_TASK A:_
Reproduce the forum thread about EMF in electric cars from "How about breathing" down to "in your house.", swapping "appliances" for "devices".
_TASK B:_
Answer these questions about the forum thread on EMF in electric cars:
(i) What range does the thread give for the Earth's magnetic field on its surface?
(ii) Which part of gas cars does one post call pretty noisy?
(iii) Up to how many milligauss was the driver said to receive at the hip?
_TASK C:_
Go on with the forum thread about EMF in electric cars from its last line.

Model S

EMF dangers?

edited November -1 in Model S
My only concern about electric cars is the possibility of high EMFs (electromagnetic fields) inside the cabin due to the electric motor. See

I am not terribly concerned about myself but more so about the effect it could have on my kids -- since kids are more susceptible environmental toxins.

What are your thoughts on EMFs in electric cars and do we know if Tesla takes any extra precautions to mitigate the possible EMF issue?


  • edited November -1
    EMF is not a toxin.

    Magnetic fields in general are completely harmless, and EMF in the car is small, tiny, you get much more EMF talking to mobile or listening music in your iPod with ear buttons (that's actually a HUGE source of EMF). In fact I believe your monitor in front of you has bigger EMF field than you have from electric motor and electronics inside a car.
  • edited November -1
    If I am reading the article right (on the second page):

    "He said the driver was receiving “dangerously high” E.M.F. levels of up to 135 milligauss at the hip and up to 100 milligauss at the upper torso."
    That would be 0.135 and 0.100 gauss respectively.

    But then
    0.31–0.58 gauss: the Earth's magnetic field on its surface

    So is it walking on Earth's surface even more dangerous?

    How about breathing gasoline fumes? And the exhaust fumes?

    We are daily immersed in EMF from thousands of sources. I don't think there is a considerable risk from EMF while riding in electric cars, not bigger than walking around the appliances in your house.
  • edited November -1
    Exactly Tiebreaker.

    I followed the thread through and laughed when I saw the "dangerously high levels" were 100 to 135 milligauss.
  • edited November -1
    Gas cars generate EMF, too. If nothing else, spark plugs are pretty noisy. In fact, they make so much noise they wouldn't pass FCC regulations for consumer electronics. If, you know, there was an ICE in my laptop. :)
  • edited November -1
    I agree with the EMFs being all around you in your home, but you are not driving around inside of your toaster or sitting on top of your TV while it’s on.

    Also, electric motors intentionally produce EMFs by design – that’s how they work. I’m assuming the EMFs created by the electric motor, with the several feet of coiled wired used to drive the motor that’s strong enough to propel a big heavy car forward, are much more powerful than the EMFs found in most appliances and noncoiled wiring in your home.

    Anybody know of any good sources to get more information on the subject? It seems like everything I am finding is biased towards the extremes – EMFs are dangerous or EMFs are not at all harmful.
  • edited November -1
    I'm leaning toward "Magnetic fields are not harmful" -party, for one very good reason: There is absolutely no scientific proof that magnetic fields cause any harm to people.

    You would need a some method to transfer energy from that magnetic field to human cells and that method simply doesn't exist in magnetic fields this small. Check your clothes. I bet there is magnet somewhere. If you find one magnetic field close to that part of your body is couple of hundred, maybe thousand times higher than magnetic field inside an EV.

_DATA:_
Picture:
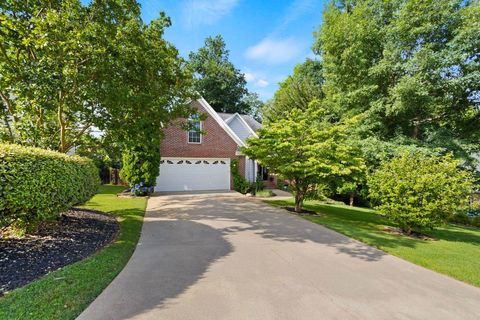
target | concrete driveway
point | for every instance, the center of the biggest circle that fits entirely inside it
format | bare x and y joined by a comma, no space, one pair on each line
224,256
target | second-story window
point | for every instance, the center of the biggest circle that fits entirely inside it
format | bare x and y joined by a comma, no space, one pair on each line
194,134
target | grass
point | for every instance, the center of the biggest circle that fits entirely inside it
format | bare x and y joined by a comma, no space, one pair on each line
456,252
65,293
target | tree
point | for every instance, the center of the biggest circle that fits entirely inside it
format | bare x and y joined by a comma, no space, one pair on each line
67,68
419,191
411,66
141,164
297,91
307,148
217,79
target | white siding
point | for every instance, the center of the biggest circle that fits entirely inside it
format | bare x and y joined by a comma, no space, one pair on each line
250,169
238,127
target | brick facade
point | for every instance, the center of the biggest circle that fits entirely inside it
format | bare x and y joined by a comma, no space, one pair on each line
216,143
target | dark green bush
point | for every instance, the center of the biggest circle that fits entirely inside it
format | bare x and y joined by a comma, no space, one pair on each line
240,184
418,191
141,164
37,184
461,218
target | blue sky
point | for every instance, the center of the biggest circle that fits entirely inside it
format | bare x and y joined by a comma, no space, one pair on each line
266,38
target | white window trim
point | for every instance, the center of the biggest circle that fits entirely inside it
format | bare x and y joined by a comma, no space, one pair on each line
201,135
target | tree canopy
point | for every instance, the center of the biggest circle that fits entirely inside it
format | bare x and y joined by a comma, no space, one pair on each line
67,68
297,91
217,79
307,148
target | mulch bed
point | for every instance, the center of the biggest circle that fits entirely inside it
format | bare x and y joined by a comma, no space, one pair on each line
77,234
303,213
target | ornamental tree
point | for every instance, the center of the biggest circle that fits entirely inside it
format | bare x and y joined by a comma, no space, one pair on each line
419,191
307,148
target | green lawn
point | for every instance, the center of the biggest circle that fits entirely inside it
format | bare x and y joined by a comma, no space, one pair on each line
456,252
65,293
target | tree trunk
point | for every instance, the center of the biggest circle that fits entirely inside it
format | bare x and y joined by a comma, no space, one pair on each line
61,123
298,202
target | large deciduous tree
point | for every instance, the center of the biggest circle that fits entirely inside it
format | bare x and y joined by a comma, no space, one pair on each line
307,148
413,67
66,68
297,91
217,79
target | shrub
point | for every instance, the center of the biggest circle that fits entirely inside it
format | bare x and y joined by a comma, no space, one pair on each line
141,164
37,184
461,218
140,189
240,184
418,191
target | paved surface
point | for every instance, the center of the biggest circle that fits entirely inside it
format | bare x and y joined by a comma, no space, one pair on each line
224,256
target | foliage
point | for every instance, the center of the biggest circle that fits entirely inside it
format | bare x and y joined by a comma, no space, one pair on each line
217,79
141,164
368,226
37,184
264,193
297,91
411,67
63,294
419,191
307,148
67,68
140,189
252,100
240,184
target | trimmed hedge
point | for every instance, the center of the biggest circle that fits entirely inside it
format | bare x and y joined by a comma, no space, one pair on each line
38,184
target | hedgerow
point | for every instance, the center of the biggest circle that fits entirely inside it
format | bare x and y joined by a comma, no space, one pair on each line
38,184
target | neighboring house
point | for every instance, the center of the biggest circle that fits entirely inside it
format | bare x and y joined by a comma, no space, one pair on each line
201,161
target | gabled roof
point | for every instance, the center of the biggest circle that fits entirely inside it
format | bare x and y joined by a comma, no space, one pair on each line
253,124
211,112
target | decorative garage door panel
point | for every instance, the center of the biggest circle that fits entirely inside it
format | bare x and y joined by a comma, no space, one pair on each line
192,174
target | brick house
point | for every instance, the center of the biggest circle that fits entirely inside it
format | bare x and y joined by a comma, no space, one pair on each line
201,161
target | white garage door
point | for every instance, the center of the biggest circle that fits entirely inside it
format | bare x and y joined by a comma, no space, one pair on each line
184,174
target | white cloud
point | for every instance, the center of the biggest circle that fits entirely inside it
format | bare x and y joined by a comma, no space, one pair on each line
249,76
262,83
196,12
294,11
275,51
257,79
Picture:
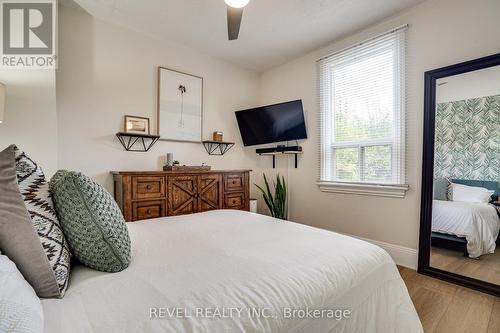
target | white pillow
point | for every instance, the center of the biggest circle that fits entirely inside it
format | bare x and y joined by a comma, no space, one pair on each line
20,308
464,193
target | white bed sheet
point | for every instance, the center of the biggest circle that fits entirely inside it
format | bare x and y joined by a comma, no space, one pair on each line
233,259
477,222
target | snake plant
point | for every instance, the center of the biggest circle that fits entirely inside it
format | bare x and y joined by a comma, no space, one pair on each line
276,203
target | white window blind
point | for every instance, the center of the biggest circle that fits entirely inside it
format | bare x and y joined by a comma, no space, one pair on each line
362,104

_ANSWER BOX A:_
How about breathing gasoline fumes? And the exhaust fumes?

    We are daily immersed in EMF from thousands of sources. I don't think there is a considerable risk from EMF while riding in electric cars, not bigger than walking around the devices in your house.

_ANSWER BOX B:_
(i) 0.31–0.58 gauss
(ii) Spark plugs
(iii) 135 milligauss

_ANSWER BOX C:_
    Also aluminum happens to repel magnetic fields, so because Model S body panels are made from aluminum you are actually better protected in it from outside EMF than in ordinary car. It also works like faraday cage, check Google what that is if you don't know.
  • edited November -1
    I just love all you guys!!! I've had so much fun reading all the threads and learning, laughing... Shoot maybe even crying! I feel like I'm getting to know you all so well.. Any way my signature S can have magnetic force fields and any other life threatening doodads, and I'm still freaking stoked to own mine!! This is pretty well the sexiest piece of new technology on the planet.. That's all. Keep up the threads, I'm lovin it!
  • edited November -1
    Good point on the Faraday Cage. I was hoping that there would be some kind of shielding built into the Model S along those lines to specifically limit the magnetic fields present in the cabin.

    I know that there are ICNIRP guidelines for exposure to electromagnetic fields.


    However, these guidelines are based on the frequencies associated with the magnetic fields, and I have no idea how this would translate to the frequencies that would be produced by the Model S.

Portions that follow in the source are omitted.